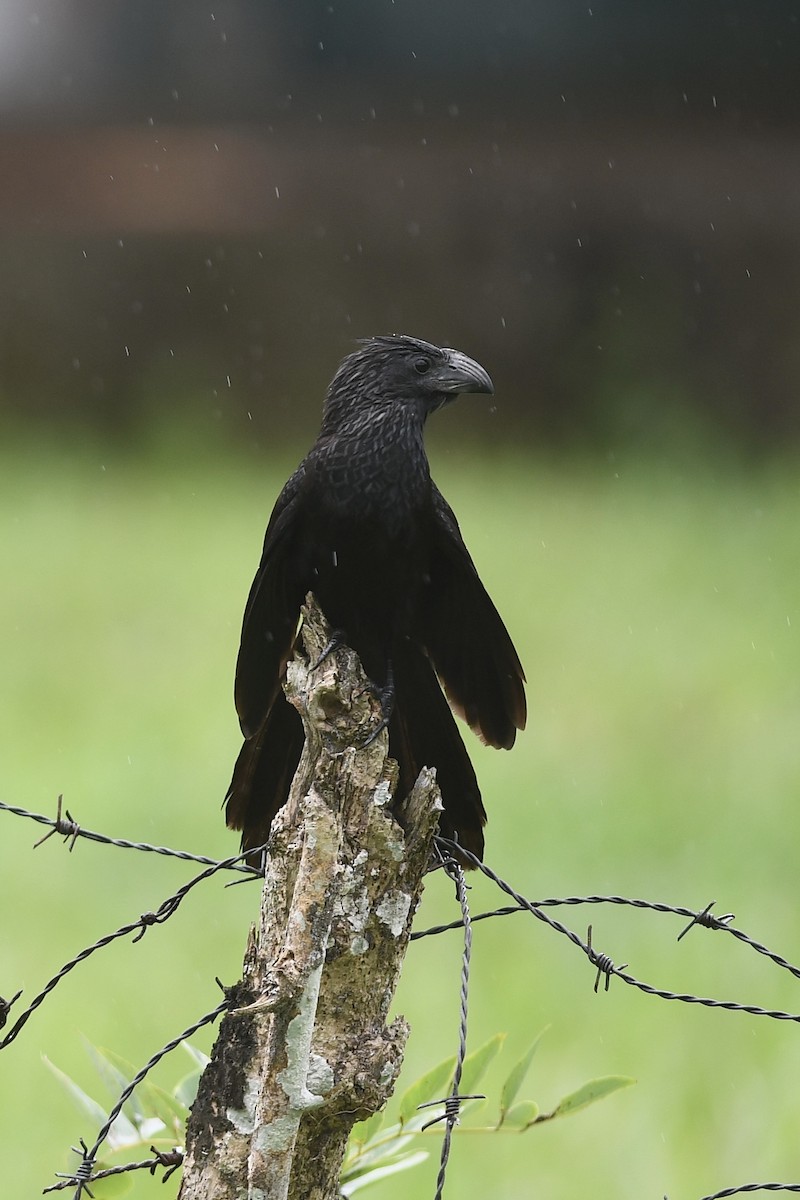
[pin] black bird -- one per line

---

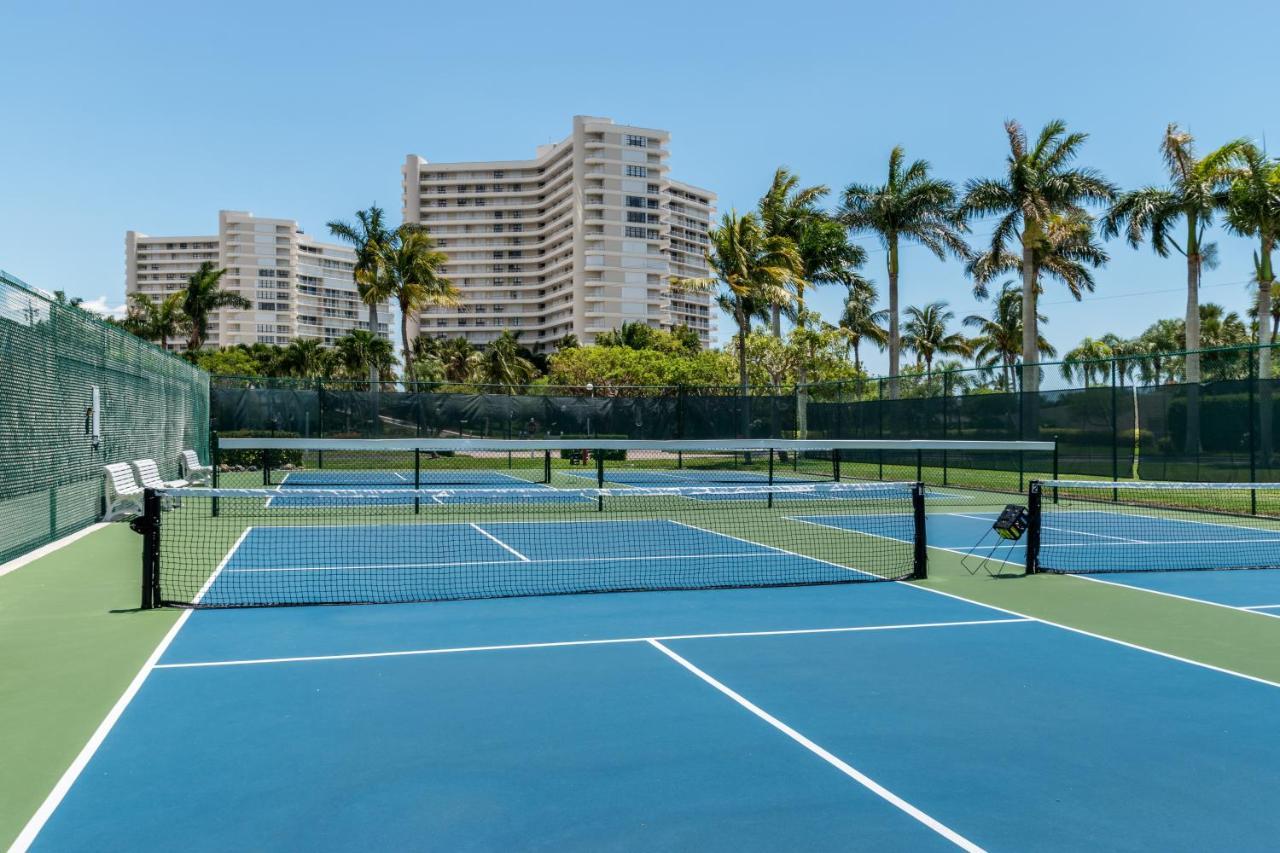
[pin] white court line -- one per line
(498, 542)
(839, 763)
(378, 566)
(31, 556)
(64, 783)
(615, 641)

OBJECTIVE: Gather every row above that contains the string "line". Case counts.

EXERCISE ANSWER:
[pin] black bird -- one per line
[pin] white court line -- one per line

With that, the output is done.